Thursday, August 19, 2021

Book reading: The Datacenter as a Computer Designing Warehouse-Scale Machines | Quick read - 60+ minutes

August 19, 2021

Here is the link. 

ABSTRACT 

This book describes warehouse-scale computers (WSCs), the computing platforms that power cloud computing and all the great web services we use every day. It discusses how these new systems treat the datacenter itself as one massive computer designed at warehouse scale, with hardware and software working in concert to deliver good levels of internet service performance. The book details the architecture of WSCs and covers the main factors influencing their design, operation, and cost structure, and the characteristics of their software base. Each chapter contains multiple real-world examples, including detailed case studies and previously unpublished details of the infrastructure used to power Google’s online services. Targeted at the architects and programmers of today’s WSCs, this book provides a great foundation for those looking to innovate in this fascinating and important area, but the material will also be broadly interesting to those who just want to understand the infrastructure powering the internet.

Introduction

The ARPANET is nearly 50 years old, and the World Wide Web is close to 3 decades old. Yet the internet technologies that emerged from these two remarkable milestones continue to transform industries and cultures today and show no signs of slowing down. The widespread use of such popular internet services as web-based email, search, social networks, online maps, and video streaming, plus the increased worldwide availability of high-speed connectivity, have accelerated a trend toward server-side or “cloud” computing. With such trends now embraced by mainline enterprise workloads, the cloud computing market is projected to reach close to half a trillion dollars in the next few years [Col17].

□ □ □ □

§ **DESCRIPTION OF THE TASK**:
From the datacenter book reading, pull out the passage starting with "Introduction" and going on through "few years [Col17].", copied word for word. The material that comes next has nothing to do with this.

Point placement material
□ □ □ □

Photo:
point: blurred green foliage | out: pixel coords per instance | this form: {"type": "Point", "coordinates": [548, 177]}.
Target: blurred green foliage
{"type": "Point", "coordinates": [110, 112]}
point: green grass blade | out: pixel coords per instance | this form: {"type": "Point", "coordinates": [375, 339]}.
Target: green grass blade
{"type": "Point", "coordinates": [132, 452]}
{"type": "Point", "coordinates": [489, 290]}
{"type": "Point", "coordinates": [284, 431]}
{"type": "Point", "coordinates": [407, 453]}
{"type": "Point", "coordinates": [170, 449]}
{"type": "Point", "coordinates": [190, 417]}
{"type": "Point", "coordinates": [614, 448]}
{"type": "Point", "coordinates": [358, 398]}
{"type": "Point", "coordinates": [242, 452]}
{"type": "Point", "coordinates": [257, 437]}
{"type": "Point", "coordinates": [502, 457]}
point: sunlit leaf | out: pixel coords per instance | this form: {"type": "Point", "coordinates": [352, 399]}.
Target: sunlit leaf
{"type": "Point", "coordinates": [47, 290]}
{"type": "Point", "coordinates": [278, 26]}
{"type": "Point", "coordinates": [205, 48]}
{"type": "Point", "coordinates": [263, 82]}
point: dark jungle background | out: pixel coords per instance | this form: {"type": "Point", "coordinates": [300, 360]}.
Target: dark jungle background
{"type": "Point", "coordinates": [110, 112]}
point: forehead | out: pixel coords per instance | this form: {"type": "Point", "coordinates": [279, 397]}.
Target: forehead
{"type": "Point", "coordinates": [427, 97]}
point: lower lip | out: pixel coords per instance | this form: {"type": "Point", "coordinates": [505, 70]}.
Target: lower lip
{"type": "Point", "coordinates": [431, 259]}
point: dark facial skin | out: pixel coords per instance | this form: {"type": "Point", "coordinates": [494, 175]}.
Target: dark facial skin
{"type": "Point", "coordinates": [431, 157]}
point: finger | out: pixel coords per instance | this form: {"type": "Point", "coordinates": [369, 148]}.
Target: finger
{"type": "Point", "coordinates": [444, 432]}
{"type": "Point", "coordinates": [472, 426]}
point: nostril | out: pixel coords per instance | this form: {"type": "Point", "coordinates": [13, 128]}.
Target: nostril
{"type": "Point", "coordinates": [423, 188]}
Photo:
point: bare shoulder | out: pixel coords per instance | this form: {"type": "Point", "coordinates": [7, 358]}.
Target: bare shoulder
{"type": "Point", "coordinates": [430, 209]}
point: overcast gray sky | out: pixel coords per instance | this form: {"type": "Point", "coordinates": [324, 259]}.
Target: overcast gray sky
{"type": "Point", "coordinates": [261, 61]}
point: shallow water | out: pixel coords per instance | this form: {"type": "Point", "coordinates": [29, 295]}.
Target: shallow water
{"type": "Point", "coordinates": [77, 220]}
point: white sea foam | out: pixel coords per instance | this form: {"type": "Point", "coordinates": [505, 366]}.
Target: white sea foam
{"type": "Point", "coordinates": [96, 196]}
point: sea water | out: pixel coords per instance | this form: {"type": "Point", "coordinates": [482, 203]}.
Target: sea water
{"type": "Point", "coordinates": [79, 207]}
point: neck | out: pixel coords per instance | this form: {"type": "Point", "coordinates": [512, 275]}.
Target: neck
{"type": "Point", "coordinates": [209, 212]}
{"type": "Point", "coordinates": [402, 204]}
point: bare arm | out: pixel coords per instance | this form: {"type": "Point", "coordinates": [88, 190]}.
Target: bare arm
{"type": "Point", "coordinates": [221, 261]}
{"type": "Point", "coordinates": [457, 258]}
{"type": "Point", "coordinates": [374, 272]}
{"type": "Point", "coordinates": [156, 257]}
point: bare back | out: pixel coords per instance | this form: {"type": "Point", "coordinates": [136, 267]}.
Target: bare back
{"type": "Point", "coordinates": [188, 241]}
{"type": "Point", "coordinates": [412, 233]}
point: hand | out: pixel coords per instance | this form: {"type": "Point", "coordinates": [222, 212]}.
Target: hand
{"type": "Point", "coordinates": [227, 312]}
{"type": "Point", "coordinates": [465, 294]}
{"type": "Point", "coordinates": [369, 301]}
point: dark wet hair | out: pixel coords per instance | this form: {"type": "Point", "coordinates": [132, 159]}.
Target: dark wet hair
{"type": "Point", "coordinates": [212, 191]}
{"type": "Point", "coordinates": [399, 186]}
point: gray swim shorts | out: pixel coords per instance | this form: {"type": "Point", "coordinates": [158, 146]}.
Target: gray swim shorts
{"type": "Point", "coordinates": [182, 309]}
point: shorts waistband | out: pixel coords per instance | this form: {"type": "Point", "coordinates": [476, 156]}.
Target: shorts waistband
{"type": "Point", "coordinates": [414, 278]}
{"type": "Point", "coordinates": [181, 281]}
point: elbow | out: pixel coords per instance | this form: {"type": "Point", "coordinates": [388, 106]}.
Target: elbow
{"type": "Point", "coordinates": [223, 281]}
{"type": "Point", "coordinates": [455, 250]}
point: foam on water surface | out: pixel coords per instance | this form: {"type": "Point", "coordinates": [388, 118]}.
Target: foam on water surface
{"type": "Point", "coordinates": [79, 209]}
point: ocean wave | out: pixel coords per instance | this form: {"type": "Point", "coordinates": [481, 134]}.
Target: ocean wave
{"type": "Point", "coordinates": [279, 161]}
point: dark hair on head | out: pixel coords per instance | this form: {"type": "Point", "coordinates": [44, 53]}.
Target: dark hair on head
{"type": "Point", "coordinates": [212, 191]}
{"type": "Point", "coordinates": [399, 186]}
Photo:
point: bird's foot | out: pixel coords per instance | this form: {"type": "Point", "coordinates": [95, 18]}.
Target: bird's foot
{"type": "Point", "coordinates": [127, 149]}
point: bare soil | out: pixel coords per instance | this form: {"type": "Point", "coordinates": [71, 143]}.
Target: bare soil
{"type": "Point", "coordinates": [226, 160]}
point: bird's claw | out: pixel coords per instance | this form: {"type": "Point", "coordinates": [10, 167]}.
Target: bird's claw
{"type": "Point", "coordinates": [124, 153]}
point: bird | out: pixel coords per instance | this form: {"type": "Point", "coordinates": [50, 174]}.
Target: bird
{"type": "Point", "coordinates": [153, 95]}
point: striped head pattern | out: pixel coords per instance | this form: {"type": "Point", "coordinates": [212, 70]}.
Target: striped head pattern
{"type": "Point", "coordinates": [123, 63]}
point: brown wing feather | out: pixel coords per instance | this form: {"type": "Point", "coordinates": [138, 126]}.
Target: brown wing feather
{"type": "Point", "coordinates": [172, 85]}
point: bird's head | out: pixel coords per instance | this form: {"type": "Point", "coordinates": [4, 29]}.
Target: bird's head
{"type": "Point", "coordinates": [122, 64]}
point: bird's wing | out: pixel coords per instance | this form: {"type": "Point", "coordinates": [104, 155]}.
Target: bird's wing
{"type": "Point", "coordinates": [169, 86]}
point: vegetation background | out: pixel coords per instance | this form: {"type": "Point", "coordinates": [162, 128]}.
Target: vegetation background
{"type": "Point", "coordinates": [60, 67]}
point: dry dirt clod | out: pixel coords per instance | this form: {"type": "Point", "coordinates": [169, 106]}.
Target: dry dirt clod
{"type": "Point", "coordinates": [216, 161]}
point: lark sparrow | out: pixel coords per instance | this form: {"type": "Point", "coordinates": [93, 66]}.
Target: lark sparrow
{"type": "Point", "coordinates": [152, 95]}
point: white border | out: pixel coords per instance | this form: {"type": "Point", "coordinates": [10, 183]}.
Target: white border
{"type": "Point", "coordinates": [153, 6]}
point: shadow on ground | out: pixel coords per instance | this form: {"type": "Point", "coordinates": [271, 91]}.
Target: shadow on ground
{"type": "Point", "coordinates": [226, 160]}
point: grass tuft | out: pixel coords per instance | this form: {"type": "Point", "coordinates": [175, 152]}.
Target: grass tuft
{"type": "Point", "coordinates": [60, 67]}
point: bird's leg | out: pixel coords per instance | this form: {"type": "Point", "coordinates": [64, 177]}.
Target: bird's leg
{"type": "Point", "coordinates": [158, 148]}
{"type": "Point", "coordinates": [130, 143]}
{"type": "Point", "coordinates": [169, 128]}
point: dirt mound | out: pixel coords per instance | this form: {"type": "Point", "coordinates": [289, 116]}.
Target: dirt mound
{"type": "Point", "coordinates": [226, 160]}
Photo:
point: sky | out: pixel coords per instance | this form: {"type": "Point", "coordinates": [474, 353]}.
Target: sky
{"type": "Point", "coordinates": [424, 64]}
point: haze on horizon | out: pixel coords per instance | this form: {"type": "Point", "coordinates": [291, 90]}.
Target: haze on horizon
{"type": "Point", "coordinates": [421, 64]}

□ □ □ □

§ **SOLUTION FOR THIS PROBLEM**:
Introduction

The ARPANET is nearly 50 years old, and the World Wide Web is close to 3 decades old. Yet the internet technologies that emerged from these two remarkable milestones continue to transform industries and cultures today and show no signs of slowing down. The widespread use of such popular internet services as web-based email, search, social networks, online maps, and video streaming, plus the increased worldwide availability of high-speed connectivity, have accelerated a trend toward server-side or “cloud” computing. With such trends now embraced by mainline enterprise workloads, the cloud computing market is projected to reach close to half a trillion dollars in the next few years [Col17].